Instructions to follow. A faithful transcript of all the lines below, with no pictures, is the goal here.

Material for this task.
╭──

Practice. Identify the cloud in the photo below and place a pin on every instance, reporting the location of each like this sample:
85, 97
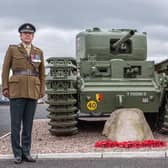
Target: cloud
58, 22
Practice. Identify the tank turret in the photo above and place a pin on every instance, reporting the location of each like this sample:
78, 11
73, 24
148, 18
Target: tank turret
118, 44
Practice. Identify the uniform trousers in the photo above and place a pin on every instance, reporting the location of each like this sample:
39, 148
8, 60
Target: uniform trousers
22, 112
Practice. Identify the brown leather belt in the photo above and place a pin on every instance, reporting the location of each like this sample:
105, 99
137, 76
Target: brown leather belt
27, 72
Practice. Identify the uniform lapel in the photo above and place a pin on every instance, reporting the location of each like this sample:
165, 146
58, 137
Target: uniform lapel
22, 49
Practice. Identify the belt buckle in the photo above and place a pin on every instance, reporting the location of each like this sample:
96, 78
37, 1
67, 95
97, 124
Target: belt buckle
29, 72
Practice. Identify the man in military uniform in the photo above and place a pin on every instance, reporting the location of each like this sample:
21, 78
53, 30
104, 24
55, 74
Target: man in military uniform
23, 88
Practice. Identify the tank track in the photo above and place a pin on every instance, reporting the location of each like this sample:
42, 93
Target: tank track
162, 123
62, 96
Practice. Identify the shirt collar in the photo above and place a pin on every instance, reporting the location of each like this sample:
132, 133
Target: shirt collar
26, 46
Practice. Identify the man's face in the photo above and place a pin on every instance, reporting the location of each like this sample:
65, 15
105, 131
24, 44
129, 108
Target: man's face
26, 37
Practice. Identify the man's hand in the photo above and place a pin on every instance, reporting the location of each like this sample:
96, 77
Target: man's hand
5, 92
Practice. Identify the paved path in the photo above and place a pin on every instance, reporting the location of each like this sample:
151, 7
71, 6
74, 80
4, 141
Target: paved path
90, 163
41, 113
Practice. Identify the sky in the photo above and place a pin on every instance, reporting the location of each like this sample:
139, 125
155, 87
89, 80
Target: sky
58, 22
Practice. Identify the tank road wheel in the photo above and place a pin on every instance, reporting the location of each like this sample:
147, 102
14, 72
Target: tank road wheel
61, 85
163, 116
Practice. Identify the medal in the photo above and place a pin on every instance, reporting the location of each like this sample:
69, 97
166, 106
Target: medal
35, 58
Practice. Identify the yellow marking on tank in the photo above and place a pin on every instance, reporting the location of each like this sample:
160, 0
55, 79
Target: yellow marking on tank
92, 105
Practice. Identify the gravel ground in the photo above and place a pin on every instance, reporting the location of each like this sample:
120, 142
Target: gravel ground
89, 133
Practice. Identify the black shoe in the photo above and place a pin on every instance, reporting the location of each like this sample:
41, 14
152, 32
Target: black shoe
18, 160
28, 158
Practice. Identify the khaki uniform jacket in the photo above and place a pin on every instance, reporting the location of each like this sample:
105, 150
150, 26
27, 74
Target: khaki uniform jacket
23, 86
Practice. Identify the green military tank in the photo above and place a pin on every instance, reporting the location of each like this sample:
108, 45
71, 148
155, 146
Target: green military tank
110, 71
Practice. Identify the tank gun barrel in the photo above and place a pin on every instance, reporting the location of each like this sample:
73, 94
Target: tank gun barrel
117, 44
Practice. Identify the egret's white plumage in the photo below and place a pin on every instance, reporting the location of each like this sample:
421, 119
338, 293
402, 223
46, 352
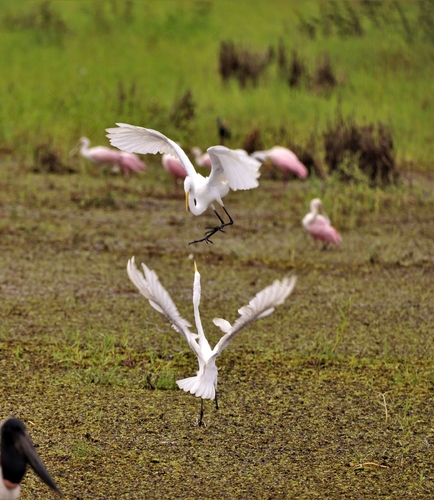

╰──

Reply.
Practice. Identify the cloud in the photo below and place a pin on every instance, reporting the location of each like this sample:
85, 97
Target: cloud
58, 22
Practice. Identify the tank turret in the photo above and place a pin on every instance, reporting the location of each like this sample:
78, 11
73, 24
148, 18
Target: tank turret
118, 44
Practice. Identify the uniform trousers in the photo above and place a pin on every instance, reporting the location of each like this sample:
39, 148
8, 60
Target: uniform trousers
22, 112
Practice. Identify the brown leather belt in the photo above and place a pin on every instance, reporting the location of each like this sample:
105, 99
137, 76
Target: brown leather belt
27, 72
Practice. Identify the uniform lapel in the photo above and place a pin on every instance, reporting the location of each like this sample:
165, 146
58, 137
Target: uniform lapel
22, 49
Practice. Identify the belt buckle in the photo above and place a pin on every instance, reporting the location of each like this sample:
96, 78
37, 1
67, 95
97, 124
Target: belt buckle
29, 72
Practice. Identify the man in military uniform in the photo above and place a pin on every instance, reporting the location of each like this sample:
21, 78
53, 30
104, 24
55, 74
Target: man in military uniform
23, 88
Practice. Identify the tank track in the photo above and place a pin on every instance, reporting the location of each like this sample:
42, 93
Target: tank track
162, 123
62, 96
Practice. Identify the shirt collar in the photo above and place a pin on every instance, reporting the location of each like this sample:
132, 133
Target: shirt collar
26, 46
Practice. Identify the man's face in the photo above and place a pin on every instance, reporting the location of each like this sample:
65, 15
105, 131
24, 44
129, 108
Target: man's face
26, 37
Practice. Identify the man's hand in the photo above and place a pin on every instance, reporting the location of each like this sample:
96, 77
Target: man's hand
5, 92
Practice. Identify the paved path in the photo above and place a pin on every instance, reporting the location of each like this sample:
151, 7
71, 6
74, 80
4, 141
Target: paved path
90, 163
41, 113
Practice. Identify the sky in the photo above and place a pin on every instance, reporting the location of each like this sample:
139, 125
155, 87
89, 80
Target: sky
58, 22
Practice. Identify the tank road wheel in the photo above and place a pin on every instance, reporting the location of each like this sample:
147, 102
14, 72
Target: tank road wheel
61, 85
163, 116
Practice. Identify the medal in the photo above and place a pin on every instance, reporting the location of each like this sample:
69, 97
166, 106
Target: medal
35, 58
Practice. Identify the yellow marking on tank in the photo above and place a pin on every instance, reporting the location of each like this sample:
160, 0
55, 79
Target: yellow marking on tank
92, 105
Practice. Identify the gravel ground in the photo above and place a pin on every instance, reporting the location of each like this sample:
120, 142
Target: gravel ground
89, 133
Practice. Identify the black shoe in the photo above and place a pin on every instance, reporting the location of each like this sample:
41, 14
152, 32
Target: black shoe
18, 160
28, 158
Practice. Identify the khaki uniform jacket in the photo above and place a pin on every instance, reporting the location of each like this sample:
105, 150
150, 26
27, 74
Target: khaki uniform jacket
23, 86
Practice. Identify the green military tank in the photo above and place a pin on every instance, reporting the location of each like this sample:
108, 45
71, 148
155, 146
Target: green military tank
110, 71
Practice. Identify the tank gun barrel in the photo above and place a pin on every instance, reporting the location of each like this sample:
73, 94
Target: tank gun barrel
117, 44
Practice. Identify the egret's white plumage in the photo below and place a pin on every instance, reporting the location of each like this sample:
421, 119
338, 293
402, 223
46, 352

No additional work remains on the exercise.